As mycorrhizal fungi are forming their network, they use a sticky biotic glue called glomalin to attach to plant roots. Not only does this connect plants together over the fungal “exchange network,” it also binds tiny soil particles together into larger clumps of soil called aggregates.
When the soil is aggregated, it allows for increased oxygen and water infiltration. Without aggregates, rain pools on the soil surface, then runs off, eroding the soil and carrying tremendous amounts of topsoil, nitrates, phosphates, and harmful agricultural chemicals with it.
Mycorrhizal fungi also protect plants from drought by storing an “emergency fund” of water, for not-so-rainy days. Since mycorrhizal fungi can actually penetrate plant roots, they are able to directly place water molecules inside the plant roots for use in periods of dry and drought conditions.
However, like many other functions performed by mycorrhizal fungi, there is a selfish motive involved. They want to be fed during periods of drought, too. So, by placing the water molecules inside plant roots, they assure themselves that the plants have adequate survival to continue to supply them with steady meals of carbon-rich root exudates.
Different plant species produce varying arrays of what are called plant secondary and tertiary nutrient compounds, which are medicinal in nature and promote disease resistance and pest resistance in other plants. They also provide medicinal benefits to animals and humans.

Records »

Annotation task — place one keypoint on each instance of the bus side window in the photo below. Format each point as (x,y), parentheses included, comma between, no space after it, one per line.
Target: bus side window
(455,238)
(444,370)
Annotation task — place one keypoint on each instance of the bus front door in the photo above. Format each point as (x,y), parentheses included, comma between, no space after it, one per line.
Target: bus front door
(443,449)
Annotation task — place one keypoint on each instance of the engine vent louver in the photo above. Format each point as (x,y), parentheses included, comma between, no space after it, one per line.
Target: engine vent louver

What this exercise asks »
A: Quote the passage on mycorrhizal fungi word for word between "Mycorrhizal fungi also" and "and drought conditions.", inclusive.
B: In the passage on mycorrhizal fungi, what is the sticky glue called that the fungi use to attach to plant roots?

List of answers »
A:
Mycorrhizal fungi also protect plants from drought by storing an “emergency fund” of water, for not-so-rainy days. Since mycorrhizal fungi can actually penetrate plant roots, they are able to directly place water molecules inside the plant roots for use in periods of dry and drought conditions.

B: Glomalin.